Stored data entries:
- Opening Delimiter -

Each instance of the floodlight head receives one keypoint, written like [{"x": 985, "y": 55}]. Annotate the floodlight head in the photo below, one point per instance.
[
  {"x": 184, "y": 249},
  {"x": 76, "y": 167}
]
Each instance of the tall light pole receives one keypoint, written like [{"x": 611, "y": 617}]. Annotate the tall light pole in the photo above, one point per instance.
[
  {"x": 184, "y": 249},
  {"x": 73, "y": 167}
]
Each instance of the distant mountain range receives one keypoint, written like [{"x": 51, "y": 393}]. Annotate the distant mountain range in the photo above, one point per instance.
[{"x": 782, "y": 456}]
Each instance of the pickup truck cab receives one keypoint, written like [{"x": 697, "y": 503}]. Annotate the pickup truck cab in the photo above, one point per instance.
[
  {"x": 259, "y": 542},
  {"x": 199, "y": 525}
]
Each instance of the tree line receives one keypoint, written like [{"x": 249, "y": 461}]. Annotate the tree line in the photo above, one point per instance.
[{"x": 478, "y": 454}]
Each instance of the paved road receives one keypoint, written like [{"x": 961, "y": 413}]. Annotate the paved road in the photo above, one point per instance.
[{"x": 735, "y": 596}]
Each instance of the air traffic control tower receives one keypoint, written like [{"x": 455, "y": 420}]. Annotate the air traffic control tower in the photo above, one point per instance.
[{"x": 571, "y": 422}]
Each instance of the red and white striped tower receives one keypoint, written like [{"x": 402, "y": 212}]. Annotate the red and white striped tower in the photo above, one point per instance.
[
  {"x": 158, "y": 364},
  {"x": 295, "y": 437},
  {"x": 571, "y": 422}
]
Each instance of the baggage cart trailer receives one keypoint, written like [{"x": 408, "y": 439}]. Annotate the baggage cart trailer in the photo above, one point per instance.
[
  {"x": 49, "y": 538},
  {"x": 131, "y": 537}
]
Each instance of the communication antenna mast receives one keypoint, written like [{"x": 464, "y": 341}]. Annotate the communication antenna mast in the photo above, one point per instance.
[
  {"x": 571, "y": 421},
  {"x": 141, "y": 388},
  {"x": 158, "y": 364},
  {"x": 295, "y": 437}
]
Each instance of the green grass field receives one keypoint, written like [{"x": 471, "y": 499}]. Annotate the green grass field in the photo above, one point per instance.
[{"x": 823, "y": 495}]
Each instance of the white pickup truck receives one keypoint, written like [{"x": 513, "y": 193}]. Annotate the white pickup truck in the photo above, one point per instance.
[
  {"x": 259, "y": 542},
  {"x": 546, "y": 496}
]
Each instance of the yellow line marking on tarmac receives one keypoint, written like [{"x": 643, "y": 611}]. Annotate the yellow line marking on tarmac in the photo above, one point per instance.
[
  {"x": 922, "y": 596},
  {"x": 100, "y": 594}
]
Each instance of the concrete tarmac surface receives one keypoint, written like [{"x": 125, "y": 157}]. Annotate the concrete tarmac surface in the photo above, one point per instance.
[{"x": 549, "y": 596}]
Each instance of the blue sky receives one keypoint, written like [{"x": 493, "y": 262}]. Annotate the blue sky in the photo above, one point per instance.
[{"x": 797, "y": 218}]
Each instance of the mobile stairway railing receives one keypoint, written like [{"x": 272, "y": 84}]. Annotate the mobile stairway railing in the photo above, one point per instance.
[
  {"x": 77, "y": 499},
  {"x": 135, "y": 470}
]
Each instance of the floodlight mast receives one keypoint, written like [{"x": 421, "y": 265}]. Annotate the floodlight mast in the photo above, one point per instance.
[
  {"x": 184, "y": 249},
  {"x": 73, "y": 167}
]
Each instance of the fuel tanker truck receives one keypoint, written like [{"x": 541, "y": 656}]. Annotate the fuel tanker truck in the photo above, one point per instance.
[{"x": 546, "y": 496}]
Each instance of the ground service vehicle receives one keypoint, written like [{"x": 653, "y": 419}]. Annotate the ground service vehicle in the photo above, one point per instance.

- Closing Delimiter -

> [Work to complete]:
The entries need to be set down again in full, with no word changed.

> [Written response]:
Each instance of the floodlight head receives one keypoint, written like [{"x": 985, "y": 55}]. Annotate the floodlight head in the photo below, one point per instance.
[
  {"x": 184, "y": 249},
  {"x": 76, "y": 167}
]
Each instance of the tall light pole receives one keypoint, written like [{"x": 611, "y": 617}]. Annotate the tall light pole in the photo above, one point per instance.
[
  {"x": 184, "y": 249},
  {"x": 73, "y": 167}
]
Each instance of the distant mountain range receives one keypoint, written like [{"x": 51, "y": 393}]. Annotate the distant mountain range in the photo above, one point per instance.
[{"x": 782, "y": 456}]
Each instance of the pickup truck cab receives one keypoint, written like [{"x": 697, "y": 503}]. Annotate the pickup truck cab in the photo above, one point per instance.
[
  {"x": 259, "y": 542},
  {"x": 199, "y": 525}
]
Each instance of the tree line receives one keypoint, written like [{"x": 249, "y": 461}]. Annotate the tree line in the photo above, one point per instance.
[{"x": 478, "y": 454}]
Each instance of the paved road receives one keypoint, written like [{"x": 961, "y": 413}]. Annotate the paved road in the photo above, one point per instance.
[{"x": 735, "y": 596}]
Each instance of the air traffic control tower receives one keypoint, written like [{"x": 455, "y": 420}]. Annotate the air traffic control tower in the photo above, one point per instance.
[{"x": 571, "y": 422}]
Each instance of the red and white striped tower receives one keypoint, written like [{"x": 402, "y": 212}]. Annotate the red and white striped tower in the photo above, one point per instance.
[
  {"x": 158, "y": 364},
  {"x": 295, "y": 437},
  {"x": 571, "y": 422}
]
Each instance of the baggage cart trailer receives one keypoint, written like [{"x": 408, "y": 439}]. Annotate the baggage cart trailer in the photo above, one point per instance.
[
  {"x": 49, "y": 538},
  {"x": 131, "y": 537}
]
Each instance of the communication antenna mast receives one keypoint, written like [{"x": 464, "y": 341}]. Annotate the communication antenna mast in the photo above, one point per instance.
[
  {"x": 571, "y": 421},
  {"x": 141, "y": 388},
  {"x": 158, "y": 364},
  {"x": 295, "y": 437}
]
Each instance of the green grass field receives one keypoint, written like [{"x": 471, "y": 499}]. Annotate the green grass field in the photo above, one point per instance.
[{"x": 823, "y": 495}]
Each instance of the white pickup truck receives one keypoint, written like [{"x": 513, "y": 193}]. Annotate the white pickup truck in the photo above, one point per instance.
[
  {"x": 259, "y": 542},
  {"x": 546, "y": 496}
]
Each instance of the yellow line marking on tarmac receives one keypoint, written like [{"x": 643, "y": 611}]. Annotate the yellow line marking on tarmac in the photo above, one point per instance.
[
  {"x": 922, "y": 596},
  {"x": 100, "y": 594}
]
Each instance of the concrete tarmac surface receives one keypoint, written like [{"x": 125, "y": 157}]. Annotate the concrete tarmac surface in the photo above, one point per instance.
[{"x": 549, "y": 596}]
Each instance of the blue sky receives one keypoint, written like [{"x": 493, "y": 262}]. Annotate the blue sky in the photo above, one point per instance.
[{"x": 797, "y": 218}]
Each instance of the mobile stairway railing receives one keypoint, written like [{"x": 272, "y": 84}]. Annotate the mobile stairway railing in the photo above, one point per instance.
[
  {"x": 77, "y": 499},
  {"x": 135, "y": 470}
]
Each instance of the floodlight mast receives one keypoint, written like [{"x": 421, "y": 265}]. Annotate the floodlight mast in the photo above, one point per instance.
[
  {"x": 184, "y": 249},
  {"x": 73, "y": 167}
]
Each instance of the fuel tanker truck receives one keypoint, written like [{"x": 541, "y": 656}]. Annotate the fuel tanker truck in the photo above, one point per instance.
[{"x": 546, "y": 496}]
Each instance of the ground service vehicle receives one keypoint, written like [{"x": 653, "y": 419}]. Annotate the ground service vehicle in the photo above, one point per instance.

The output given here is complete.